>> begin Material

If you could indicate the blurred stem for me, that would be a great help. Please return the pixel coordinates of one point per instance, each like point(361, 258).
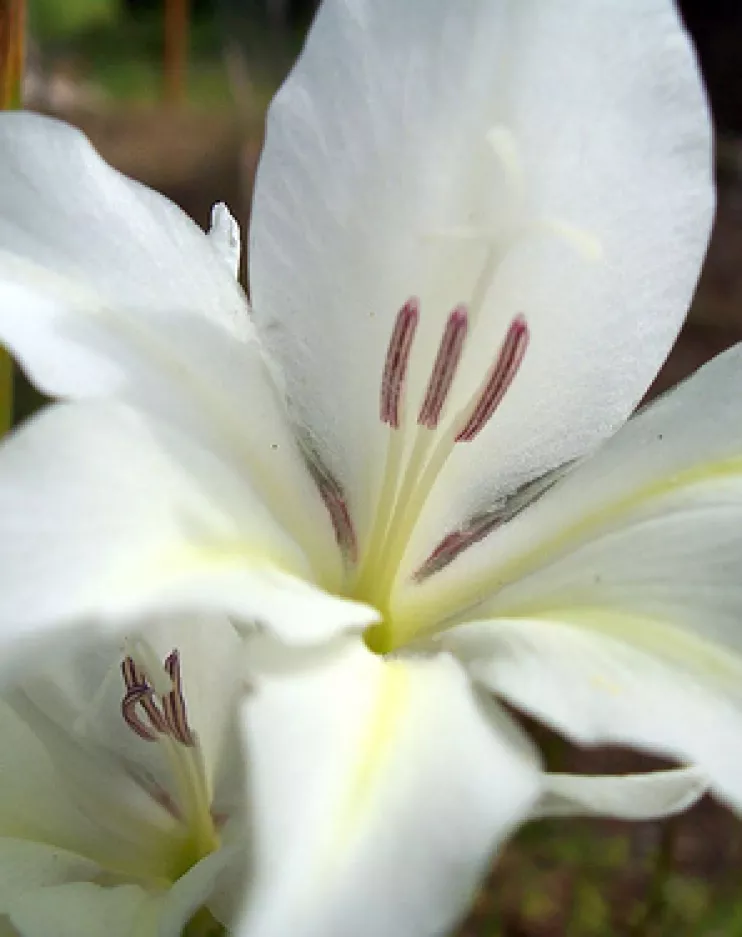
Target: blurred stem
point(176, 49)
point(12, 56)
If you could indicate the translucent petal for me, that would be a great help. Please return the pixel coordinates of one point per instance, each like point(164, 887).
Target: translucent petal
point(521, 158)
point(648, 796)
point(120, 517)
point(381, 790)
point(604, 689)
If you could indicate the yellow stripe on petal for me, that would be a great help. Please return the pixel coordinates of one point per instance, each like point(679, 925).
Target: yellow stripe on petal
point(391, 703)
point(413, 616)
point(673, 644)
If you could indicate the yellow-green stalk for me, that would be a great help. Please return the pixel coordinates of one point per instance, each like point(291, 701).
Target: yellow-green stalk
point(177, 14)
point(12, 54)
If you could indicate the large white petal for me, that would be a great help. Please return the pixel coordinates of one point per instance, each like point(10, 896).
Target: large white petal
point(406, 125)
point(381, 789)
point(26, 866)
point(87, 910)
point(76, 704)
point(65, 211)
point(600, 688)
point(106, 517)
point(108, 288)
point(58, 793)
point(650, 527)
point(627, 797)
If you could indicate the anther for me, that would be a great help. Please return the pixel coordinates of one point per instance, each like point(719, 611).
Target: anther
point(170, 717)
point(337, 507)
point(129, 705)
point(444, 369)
point(174, 706)
point(397, 360)
point(500, 378)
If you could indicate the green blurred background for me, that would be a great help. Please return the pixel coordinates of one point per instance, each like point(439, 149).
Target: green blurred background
point(175, 94)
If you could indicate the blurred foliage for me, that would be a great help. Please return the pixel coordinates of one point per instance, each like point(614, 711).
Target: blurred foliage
point(55, 19)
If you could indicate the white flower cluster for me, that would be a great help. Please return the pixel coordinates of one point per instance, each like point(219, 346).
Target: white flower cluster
point(266, 571)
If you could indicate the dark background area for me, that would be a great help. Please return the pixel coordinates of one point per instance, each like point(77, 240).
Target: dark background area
point(105, 73)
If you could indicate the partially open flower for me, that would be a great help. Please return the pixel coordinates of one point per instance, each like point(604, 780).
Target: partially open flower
point(122, 789)
point(476, 230)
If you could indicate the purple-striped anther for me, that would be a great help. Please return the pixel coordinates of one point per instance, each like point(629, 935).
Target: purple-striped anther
point(397, 361)
point(173, 704)
point(500, 378)
point(444, 369)
point(169, 717)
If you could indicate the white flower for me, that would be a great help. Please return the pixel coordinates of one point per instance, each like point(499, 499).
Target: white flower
point(122, 789)
point(476, 230)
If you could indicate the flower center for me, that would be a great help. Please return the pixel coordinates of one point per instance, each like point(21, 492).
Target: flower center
point(411, 473)
point(154, 708)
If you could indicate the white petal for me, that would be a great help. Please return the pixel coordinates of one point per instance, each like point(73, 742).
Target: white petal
point(630, 797)
point(78, 698)
point(107, 288)
point(119, 517)
point(86, 910)
point(406, 131)
point(34, 805)
point(224, 234)
point(65, 211)
point(26, 866)
point(599, 689)
point(649, 526)
point(58, 792)
point(381, 790)
point(196, 889)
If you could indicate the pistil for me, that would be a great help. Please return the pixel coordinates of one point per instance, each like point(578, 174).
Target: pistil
point(406, 487)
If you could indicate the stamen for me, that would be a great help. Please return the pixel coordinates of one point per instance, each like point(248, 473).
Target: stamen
point(482, 525)
point(139, 691)
point(129, 704)
point(500, 378)
point(174, 706)
point(444, 369)
point(172, 719)
point(397, 360)
point(337, 507)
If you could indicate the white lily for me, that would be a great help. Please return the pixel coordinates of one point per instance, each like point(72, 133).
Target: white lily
point(475, 234)
point(122, 794)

>> end Material

Short task |
Repeat the rows from the line with "If you could indicate the pistil" through the last line of the rows, substituting "filament" for "stamen" and leaving everything else unchanged.

Correct answer |
If you could indicate the pistil for me, that would be a great help. Please return the pixel coordinates of one point per instance, each like point(578, 174).
Target: pistil
point(406, 487)
If you could indicate the filament for me, that would be a great help. Please return the pixel coordinates of one point per instance, each like point(248, 473).
Target: filament
point(482, 525)
point(139, 691)
point(129, 704)
point(500, 378)
point(174, 706)
point(444, 369)
point(172, 719)
point(397, 360)
point(337, 507)
If you could indicate the white lily for me, that would be a great help. Please return the pixel coordinates of one point per instance, each like point(72, 133).
Target: white lily
point(475, 234)
point(122, 794)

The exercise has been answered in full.